• TEXTE
++++++++++++++++++++
5. Par suite, l'arrêt attaqué doit être annulé en tant qu'il statue sur les rappels de taxe sur la valeur ajoutée et sur la pénalité pour manquement délibéré dus au titre de la période du 1er octobre 2006 au 31 janvier 2009.

Sur l'arrêt attaqué en tant qu'il statue sur le bien-fondé des rappels de taxe sur la valeur ajoutée et de l'amende de 5% dus au titre de la période du 1er octobre 2005 au 30 septembre 2006 :

6. Aux termes du III de l'article 256 bis du code général des impôts : " Un assujetti, agissant en son nom propre mais pour le compte d'autrui, qui s'entremet dans une acquisition intracommunautaire, est réputé avoir personnellement acquis et livré le bien ". Aux termes de l'article 266 du même code : " 1. La base d'imposition est constituée : / (...) b. Pour les opérations ci-après, par le montant total de la transaction : / Opérations réalisées par un intermédiaire mentionné (...) au III de l'article 256 bis (...) ".

7. Pour juger qu'elle devait être regardée comme un négociant ayant personnellement acquis les véhicules d'occasion auprès de la société Proservice TGNA et en déduire qu'en vertu des dispositions précitées du code général des impôts, elle était redevable de la taxe sur la valeur ajoutée sur le prix de vente total de ces véhicules, la cour administrative d'appel, après avoir indiqué qu'elle ne produisait ni mandat de la société Proservice TGNA, ni les conditions générales de vente auxquelles faisaient référence les bons de réservation souscrits par les clients, a relevé que la société requérante ne se bornait pas à une activité d'entremise, mais assurait également le convoyage des véhicules et la prise en charge des frais de réparation, de nettoyage et d'établissement des cartes grises, qu'elle encaissait les prix payés par les clients avant d'en reverser le montant à la société Proservice TGNA avant même la livraison des véhicules et qu'elle facturait à la société Proservice TGNA une commission fixe sur chaque vente. Toutefois, assurer le convoyage des véhicules et rendre d'autres prestations annexes n'est pas incompatible avec l'exercice d'une activité d'intermédiaire transparent. En outre, ni la circonstance que la société Central Garage encaissait les prix payés par les clients et les reversait intégralement à la société Proservice TGNA avant même la livraison des véhicules, ni le fait qu'elle percevait de cette dernière une commission fixe sur chaque vente de véhicules ne pouvaient être regardés par la cour comme des indices que l'activité de la société n'était pas celle d'un intermédiaire transparent. Par suite, en déduisant des éléments qu'elle avait relevés que la société Central Garage devait être regardée comme un négociant ayant personnellement acquis les véhicules d'occasion auprès de la société Proservice TGNA, la cour administrative d'appel a commis une erreur de droit.
++++++++++++++++++++
[Annotations de régions]

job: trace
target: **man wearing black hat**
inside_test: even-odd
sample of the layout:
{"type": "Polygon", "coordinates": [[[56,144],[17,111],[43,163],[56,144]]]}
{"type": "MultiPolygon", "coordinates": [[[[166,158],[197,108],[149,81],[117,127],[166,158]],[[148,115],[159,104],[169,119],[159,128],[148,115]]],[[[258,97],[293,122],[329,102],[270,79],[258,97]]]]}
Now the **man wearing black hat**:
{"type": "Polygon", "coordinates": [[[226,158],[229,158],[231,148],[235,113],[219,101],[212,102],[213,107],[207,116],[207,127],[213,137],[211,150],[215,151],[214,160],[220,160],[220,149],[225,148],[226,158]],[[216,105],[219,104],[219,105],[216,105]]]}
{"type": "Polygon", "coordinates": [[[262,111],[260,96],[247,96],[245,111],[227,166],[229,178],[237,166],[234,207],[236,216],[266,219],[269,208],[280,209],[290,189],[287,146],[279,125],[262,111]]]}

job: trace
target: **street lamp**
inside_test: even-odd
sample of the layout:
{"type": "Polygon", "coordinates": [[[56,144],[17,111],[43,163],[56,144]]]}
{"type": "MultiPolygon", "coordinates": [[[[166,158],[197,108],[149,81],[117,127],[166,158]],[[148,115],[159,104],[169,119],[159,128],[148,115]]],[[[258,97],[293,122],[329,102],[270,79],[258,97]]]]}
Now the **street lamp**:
++++++++++++++++++++
• EXERCICE A
Recopiez sans rien changer toutes les lignes des enregistrements, du premier au dernier.
• EXERCICE B
Poursuivez le texte sur la TVA de la société Central Garage en reprenant juste après sa dernière phrase.

• RÉPONSE A
job: trace
target: **man wearing black hat**
inside_test: even-odd
sample of the layout:
{"type": "Polygon", "coordinates": [[[56,144],[17,111],[43,163],[56,144]]]}
{"type": "MultiPolygon", "coordinates": [[[[166,158],[197,108],[149,81],[117,127],[166,158]],[[148,115],[159,104],[169,119],[159,128],[148,115]]],[[[258,97],[293,122],[329,102],[270,79],[258,97]]]]}
Now the **man wearing black hat**:
{"type": "Polygon", "coordinates": [[[226,158],[229,158],[231,148],[235,113],[219,101],[212,102],[213,107],[207,116],[207,127],[213,137],[211,150],[215,151],[214,160],[220,160],[220,149],[225,148],[226,158]],[[216,105],[219,104],[219,105],[216,105]]]}
{"type": "Polygon", "coordinates": [[[262,111],[260,96],[247,96],[245,111],[227,166],[229,178],[237,166],[234,207],[236,216],[266,219],[269,208],[280,209],[290,189],[287,146],[279,125],[262,111]]]}

job: trace
target: **street lamp**
inside_test: even-odd
sample of the layout:
{"type": "Polygon", "coordinates": [[[56,144],[17,111],[43,163],[56,144]]]}
{"type": "MultiPolygon", "coordinates": [[[[166,158],[197,108],[149,81],[117,127],[166,158]],[[148,115],[159,104],[169,119],[159,128],[148,115]]],[[[258,97],[293,122],[329,102],[270,79],[258,97]]]]}
Now the **street lamp**:

• RÉPONSE B
8. Ainsi, et sans qu'il soit besoin d'examiner les autres moyens du pourvoi dirigés contre ces motifs, l'arrêt attaqué doit être annulé en tant qu'il statue sur les rappels de taxe sur la valeur ajoutée et sur l'amende de 5 % dus au titre de la période du 1er octobre 2005 au 30 septembre 2006.

9. Il résulte de tout ce qui précède que la société Central Garage est fondée à demander l'annulation de l'arrêt attaqué.

Sur les conclusions présentées au titre de l'article L. 761-1 du code de justice administrative :

10. Il y a lieu, dans les circonstances de l'espèce, de mettre à la charge de l'Etat la somme de 3 000 euros à verser à la société Central Garage au titre de l'article L. 761-1 du code de justice administrative.

D E C I D E :

--------------

Article 1er : L'arrêt de la cour administrative d'appel de Lyon du 2 juillet 2015 est annulé.

Article 2 : L'affaire est renvoyée à la cour administrative d'appel de Lyon.

Article 3 : L'Etat versera à la société Central Garage la somme de 3 000 euros au titre de l'article L. 761-1 du code de justice administrative.

Article 4 : La présente décision sera notifiée à la société Central Garage et au ministre de l'économie et des finances.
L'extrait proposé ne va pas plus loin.